Problem requirements: Produce an exact copy of all the records.

[Dataset items]
========================================
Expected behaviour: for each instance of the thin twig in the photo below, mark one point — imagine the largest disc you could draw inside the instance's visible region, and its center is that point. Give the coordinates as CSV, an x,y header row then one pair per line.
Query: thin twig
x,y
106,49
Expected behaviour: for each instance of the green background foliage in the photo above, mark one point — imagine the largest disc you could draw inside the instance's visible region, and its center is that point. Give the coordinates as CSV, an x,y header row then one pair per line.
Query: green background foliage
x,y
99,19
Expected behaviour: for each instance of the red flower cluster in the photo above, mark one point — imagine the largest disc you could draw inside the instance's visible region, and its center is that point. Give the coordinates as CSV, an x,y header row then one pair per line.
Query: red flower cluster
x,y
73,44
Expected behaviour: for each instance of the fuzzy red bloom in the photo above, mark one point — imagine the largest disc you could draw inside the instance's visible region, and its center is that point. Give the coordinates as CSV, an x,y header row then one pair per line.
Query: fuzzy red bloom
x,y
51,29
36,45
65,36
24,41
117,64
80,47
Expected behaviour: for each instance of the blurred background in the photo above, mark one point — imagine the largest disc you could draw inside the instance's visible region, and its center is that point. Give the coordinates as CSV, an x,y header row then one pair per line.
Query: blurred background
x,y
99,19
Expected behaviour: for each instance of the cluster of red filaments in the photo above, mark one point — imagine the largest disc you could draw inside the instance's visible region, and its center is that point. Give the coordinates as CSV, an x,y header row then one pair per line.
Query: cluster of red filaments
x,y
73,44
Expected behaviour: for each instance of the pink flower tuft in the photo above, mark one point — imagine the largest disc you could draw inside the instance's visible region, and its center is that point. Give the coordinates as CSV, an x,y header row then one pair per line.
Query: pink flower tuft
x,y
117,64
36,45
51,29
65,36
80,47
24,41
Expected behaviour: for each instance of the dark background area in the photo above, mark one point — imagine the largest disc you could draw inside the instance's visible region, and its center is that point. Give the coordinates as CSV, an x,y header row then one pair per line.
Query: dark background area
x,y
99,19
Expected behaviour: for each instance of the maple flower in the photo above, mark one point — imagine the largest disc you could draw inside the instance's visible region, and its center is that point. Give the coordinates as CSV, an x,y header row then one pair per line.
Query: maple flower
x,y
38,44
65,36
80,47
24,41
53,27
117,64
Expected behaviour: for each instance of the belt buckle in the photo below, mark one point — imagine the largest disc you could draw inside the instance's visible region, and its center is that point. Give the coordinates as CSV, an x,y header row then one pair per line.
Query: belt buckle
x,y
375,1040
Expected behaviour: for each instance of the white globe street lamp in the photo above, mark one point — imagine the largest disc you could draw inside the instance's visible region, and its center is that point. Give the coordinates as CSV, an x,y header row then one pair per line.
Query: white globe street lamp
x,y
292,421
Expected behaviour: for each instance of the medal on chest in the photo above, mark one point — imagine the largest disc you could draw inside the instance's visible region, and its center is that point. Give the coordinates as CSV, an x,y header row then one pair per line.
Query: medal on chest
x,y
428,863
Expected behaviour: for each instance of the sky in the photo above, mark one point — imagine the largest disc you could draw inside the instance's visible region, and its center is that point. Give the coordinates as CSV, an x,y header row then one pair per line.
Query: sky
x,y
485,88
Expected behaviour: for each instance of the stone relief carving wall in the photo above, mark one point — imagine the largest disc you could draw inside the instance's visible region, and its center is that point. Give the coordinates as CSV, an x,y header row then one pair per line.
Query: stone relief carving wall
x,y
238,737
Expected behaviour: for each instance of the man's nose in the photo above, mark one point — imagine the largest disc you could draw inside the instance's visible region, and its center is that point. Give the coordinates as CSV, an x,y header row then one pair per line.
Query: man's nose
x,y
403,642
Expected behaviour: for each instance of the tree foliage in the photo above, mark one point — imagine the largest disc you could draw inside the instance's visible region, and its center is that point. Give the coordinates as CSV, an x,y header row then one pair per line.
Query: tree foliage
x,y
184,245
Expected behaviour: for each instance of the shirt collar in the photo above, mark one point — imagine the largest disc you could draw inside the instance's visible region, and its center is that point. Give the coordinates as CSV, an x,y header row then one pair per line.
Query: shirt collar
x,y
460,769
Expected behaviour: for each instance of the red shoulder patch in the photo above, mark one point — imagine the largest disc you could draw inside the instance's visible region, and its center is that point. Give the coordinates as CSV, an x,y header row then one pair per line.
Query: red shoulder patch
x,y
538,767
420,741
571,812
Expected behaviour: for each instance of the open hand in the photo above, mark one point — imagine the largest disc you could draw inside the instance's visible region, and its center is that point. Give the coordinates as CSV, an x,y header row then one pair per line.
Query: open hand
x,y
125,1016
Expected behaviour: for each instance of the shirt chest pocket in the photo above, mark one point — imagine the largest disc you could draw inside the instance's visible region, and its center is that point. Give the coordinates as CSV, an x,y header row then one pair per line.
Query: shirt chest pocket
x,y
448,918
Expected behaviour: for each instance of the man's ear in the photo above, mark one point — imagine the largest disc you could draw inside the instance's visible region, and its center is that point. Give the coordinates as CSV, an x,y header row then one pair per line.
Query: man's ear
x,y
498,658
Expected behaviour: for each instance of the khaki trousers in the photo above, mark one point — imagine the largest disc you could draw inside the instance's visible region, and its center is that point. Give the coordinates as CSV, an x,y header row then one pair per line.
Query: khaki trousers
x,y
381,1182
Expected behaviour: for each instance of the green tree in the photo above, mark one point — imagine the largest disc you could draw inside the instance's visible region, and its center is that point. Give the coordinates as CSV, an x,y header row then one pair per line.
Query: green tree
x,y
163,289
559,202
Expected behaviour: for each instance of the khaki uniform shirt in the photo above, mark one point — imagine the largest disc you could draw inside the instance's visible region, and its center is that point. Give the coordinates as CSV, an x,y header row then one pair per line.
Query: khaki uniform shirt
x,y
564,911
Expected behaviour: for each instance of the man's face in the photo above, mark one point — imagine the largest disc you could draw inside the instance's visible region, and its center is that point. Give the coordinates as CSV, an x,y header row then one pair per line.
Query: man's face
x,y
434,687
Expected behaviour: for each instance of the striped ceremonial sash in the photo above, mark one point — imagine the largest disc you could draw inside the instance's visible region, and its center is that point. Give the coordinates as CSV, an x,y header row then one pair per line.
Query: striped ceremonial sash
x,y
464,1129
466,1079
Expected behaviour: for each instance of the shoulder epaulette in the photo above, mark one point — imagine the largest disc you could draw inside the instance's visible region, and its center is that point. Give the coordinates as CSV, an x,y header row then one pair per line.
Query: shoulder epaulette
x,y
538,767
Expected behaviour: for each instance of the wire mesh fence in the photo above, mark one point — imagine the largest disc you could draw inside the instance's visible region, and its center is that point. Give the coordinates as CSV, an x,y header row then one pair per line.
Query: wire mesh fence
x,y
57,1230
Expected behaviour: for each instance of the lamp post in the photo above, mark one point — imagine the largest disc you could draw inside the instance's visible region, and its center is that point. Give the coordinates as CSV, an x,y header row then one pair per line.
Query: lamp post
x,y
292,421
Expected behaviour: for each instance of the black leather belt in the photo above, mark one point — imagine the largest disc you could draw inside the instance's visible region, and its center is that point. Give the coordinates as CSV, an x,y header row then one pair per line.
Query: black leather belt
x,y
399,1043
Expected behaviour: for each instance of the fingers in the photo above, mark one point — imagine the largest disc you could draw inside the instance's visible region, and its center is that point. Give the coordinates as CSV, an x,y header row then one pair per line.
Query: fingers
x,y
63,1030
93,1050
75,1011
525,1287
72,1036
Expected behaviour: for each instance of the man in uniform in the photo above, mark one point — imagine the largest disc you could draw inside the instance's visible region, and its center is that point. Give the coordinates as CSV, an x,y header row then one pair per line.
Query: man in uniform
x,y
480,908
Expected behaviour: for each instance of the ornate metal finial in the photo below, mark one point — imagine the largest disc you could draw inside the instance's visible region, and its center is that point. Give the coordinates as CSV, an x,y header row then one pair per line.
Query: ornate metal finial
========================================
Response for this exercise:
Expected behaviour: for each instance of the thin twig in the photo below, mark one point — imagine the largest disc you could draw inside the instance's visible region, and its center is that point. Give the coordinates as CSV, an x,y header row then one pair per line.
Query: thin twig
x,y
106,49
Expected behaviour: for each instance of the green background foliage in the photo above, mark one point — imagine the largest disc you could draw inside the instance's visible region, and its center is that point. Give the coordinates as CSV, an x,y header row then one pair per line.
Query: green background foliage
x,y
99,19
Expected behaviour: for each instance of the red flower cluster in the photo above, mark one point — imagine the largest disc you could draw inside the instance's visible region, and its center is that point. Give the coordinates as CSV, an x,y header row then one pair per line.
Query: red flower cluster
x,y
73,44
Expected behaviour: for each instance of the fuzzy red bloom in the photo above, mark one point — imagine the largest disc you could draw inside the instance's visible region, and its center is that point. Give the coordinates as CSV, an x,y header row then one pair per line.
Query: fuzzy red bloom
x,y
51,29
36,45
65,36
24,41
117,64
80,47
Expected behaviour: for each instance of the blurred background in the photo above, mark one point — imagine the largest disc you could draw inside the instance's visible region, and its center is that point. Give the coordinates as CSV, an x,y header row then one pair per line.
Query: blurred background
x,y
99,19
Expected behaviour: for each instance of the cluster of red filaments in the photo above, mark one point — imagine the largest disc you could draw inside the instance's visible region, and its center is that point. Give the coordinates as CSV, an x,y header row then one pair per line.
Query: cluster of red filaments
x,y
73,44
Expected behaviour: for each instance of the pink flower tuft in the photo above, mark one point — imagine the largest disc you could draw inside the instance's visible region, and its center is that point. Give the coordinates as CSV, an x,y header row then one pair per line.
Query: pink flower tuft
x,y
117,64
36,45
51,29
65,36
80,47
24,41
Expected behaviour: for each instance of the dark background area in the photo above, mark one point — imagine the largest disc you could draw inside the instance's visible region, and its center is that point. Give the coordinates as CSV, an x,y header row then one pair per line.
Query: dark background area
x,y
99,19
Expected behaviour: for each instance of the maple flower in the photo above, mark one point — imagine the largest disc you could draw inside the instance's visible region, and its center is that point. Give the coordinates as CSV, an x,y header row then one pair per line.
Query: maple flower
x,y
38,44
65,36
80,47
24,41
53,27
117,64
Expected behaviour: for each instance of the belt buckle in the photo below, mark one point — imagine the largest disc you could draw inside the instance's visible region, and its center is that point. Give the coordinates as CSV, an x,y header row then one pair per line.
Query: belt buckle
x,y
375,1040
Expected behaviour: for each instance of the white globe street lamp in the photo above, mark one point — imagine the largest disc you could draw inside the instance's visible region, and its center is that point. Give the coordinates as CSV, an x,y header row then one pair per line.
Query: white globe street lamp
x,y
292,421
Expected behaviour: for each instance of the medal on chest in the photo above, mark one point — imagine the largest disc you could draw inside the instance's visible region, and its center is that point. Give the coordinates as CSV, an x,y header row then one pair per line.
Query: medal on chest
x,y
428,863
Expected behaviour: for each instance of the sky in the photo above, mark one point — imagine the largest disc you could draw inside the instance's visible region, and its center is that point. Give the coordinates as CSV, an x,y header row then one pair per line.
Query: sky
x,y
485,88
Expected behaviour: for each instance of the stone relief carving wall in the photo above, mark one point — imagine the largest disc you could draw inside the instance's visible region, and its center is that point. Give the coordinates as CSV, an x,y header row then one pair per line.
Query: stone relief carving wall
x,y
238,737
Expected behaviour: for each instance of the man's nose in the photo above, mark one point — imagine the largest disc you could draw inside the instance's visible region, and its center is that point. Give the coordinates as CSV, an x,y header row then one pair per line.
Query: man's nose
x,y
403,642
Expected behaviour: for each instance of the tree foliage in the photo above, mark one point — imagine the largest disc you could draw inside the instance's visible region, and its center is that point. Give the coordinates as CSV, an x,y header row then one pair per line.
Query: tree foliage
x,y
184,245
Expected behaviour: for each instance of the shirt collar in the photo above, mark one point — imagine the largest disc you could draw inside the instance's visible region, and its center is that point. Give the coordinates as CSV, an x,y header row then one pair per line.
Query: shirt collar
x,y
460,769
Expected behaviour: for each instance of the red shoulder patch in the photo above, mark one point — imagine the largest disc you could draw inside the instance's visible region, and its center is that point. Give the coordinates as CSV, an x,y header row then one pair per line.
Query: red shoulder patch
x,y
538,767
420,741
571,812
Expected behaviour: for each instance of the open hand in the photo above, mark one point — imagine the largest disc you could draw inside the instance's visible region, and its center is that point. Give the coordinates as CSV, an x,y header row then one pair per line.
Query: open hand
x,y
125,1016
Expected behaviour: for each instance of the shirt chest pocket in the photo above, mark one point — imagine the largest disc you could draw inside the instance's visible region, and its center is that point. Give the coordinates as CSV, an x,y header row then one pair per line.
Query: shirt chest pocket
x,y
448,918
Expected behaviour: for each instance of the man's ear in the photo above, mark one point — imagine the largest disc you could draw inside the instance's visible region, and its center is that point. Give the coordinates as CSV, an x,y header row then one pair per line.
Query: man's ear
x,y
498,658
Expected behaviour: for each instance of the khaki trousers in the photo above, mark one point — imagine the largest disc you could draw inside the instance's visible region, and its center is that point. Give the coordinates as CSV, an x,y header row then one pair per line.
Query: khaki trousers
x,y
381,1182
Expected behaviour: for each instance of the green tree in the photo above, mark one point — imagine the largest disc you could draw inside the instance's visible region, and its center is that point. Give the coordinates as CSV, an x,y header row then one pair per line.
Query: green tree
x,y
163,289
559,202
Expected behaviour: for each instance of the khaki uniform shirt in the photo above, mark one point — imagine the largest disc you could draw inside the instance's visible region, and its center is that point. Give the coordinates as CSV, an x,y header row then one pair per line.
Query: khaki uniform shirt
x,y
564,911
Expected behaviour: for each instance of the man's face in the photo above, mark one point — imagine the largest disc you could draw inside the instance's visible region, and its center is that point. Give the coordinates as CSV, an x,y header row then one pair per line.
Query: man's face
x,y
434,687
Expected behaviour: for each instance of the striped ceremonial sash in the photo above, mark one point — imagine the largest disc you could draw inside the instance's visible region, and its center is that point. Give the coordinates as CSV, an x,y header row then one pair per line.
Query: striped ceremonial sash
x,y
464,1129
466,1079
Expected behaviour: for each instance of the shoulder epaulette in the photo above, mark one point — imagine the largest disc you could draw inside the instance's visible region, and its center is that point. Give the coordinates as CSV, an x,y header row then one pair per line.
Query: shoulder epaulette
x,y
538,767
Expected behaviour: for each instance of the wire mesh fence in the photo above, mark one point — imagine the largest disc you could draw inside the instance's visible region, and its center is that point. Give the coordinates as CSV, an x,y header row then one pair per line.
Query: wire mesh fence
x,y
57,1230
Expected behaviour: for each instance of the lamp post in the photo above, mark one point — imagine the largest disc you could draw inside the instance's visible region, and its center is that point. Give the coordinates as CSV, an x,y header row then one pair per line.
Query: lamp post
x,y
292,421
Expected behaviour: for each instance of the black leather belt in the photo above, mark one point — imagine the largest disc you could draw inside the instance's visible region, and its center is that point. Give the coordinates as CSV, an x,y header row then one pair per line.
Query: black leather belt
x,y
399,1043
Expected behaviour: for each instance of the fingers in the photo above, mark one point — imagine the largest disc you could draw inside the instance's visible region, and its center is that point. Give the coordinates as CSV, an x,y header row then one pair per line.
Query: fingers
x,y
63,1030
93,1050
75,1011
525,1287
72,1036
Expected behaviour: for each instance of the man in uniform in the photo above, mark one point — imagine the largest disc you could draw inside the instance's visible region, and its center is that point. Give the coordinates as CSV, an x,y header row then one pair per line.
Query: man in uniform
x,y
480,908
Expected behaviour: for each instance of the ornate metal finial in the photo below, mark one point — imagine the largest disc you could draw inside the instance's visible region, and its center is that point. Give the coordinates as CSV, an x,y header row then one pair per line.
Query: ornate metal finial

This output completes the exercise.